_YOUR OBJECTIVE:_ Rewrite every line of the records as a Markdown table with the columns No. and Line, giving each non-blank line its own numbered row. Leave the pictures out of the answer.

**** ROWS ****

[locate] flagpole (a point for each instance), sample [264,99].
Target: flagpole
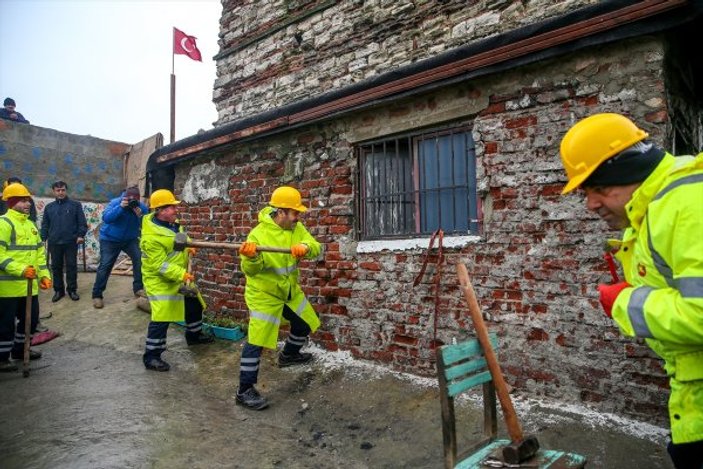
[173,89]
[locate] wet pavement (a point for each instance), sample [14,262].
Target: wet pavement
[89,403]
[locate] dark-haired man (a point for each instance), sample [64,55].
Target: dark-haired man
[64,227]
[8,112]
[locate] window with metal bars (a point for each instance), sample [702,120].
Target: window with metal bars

****

_REPLY TO THE EXERCISE:_
| No. | Line |
|---|---|
| 1 | [locate] flagpole (a point for each instance), sample [264,99]. |
| 2 | Target: flagpole |
| 3 | [173,89] |
| 4 | [locate] wet pavement (a point for each instance), sample [14,262]. |
| 5 | Target: wet pavement |
| 6 | [89,403] |
| 7 | [locate] dark-haired man (a point for each instance), sample [64,55]. |
| 8 | Target: dark-haired man |
| 9 | [64,227] |
| 10 | [8,112] |
| 11 | [locate] window with metal bars (a point for each instance), sample [702,120]. |
| 12 | Target: window with metal bars |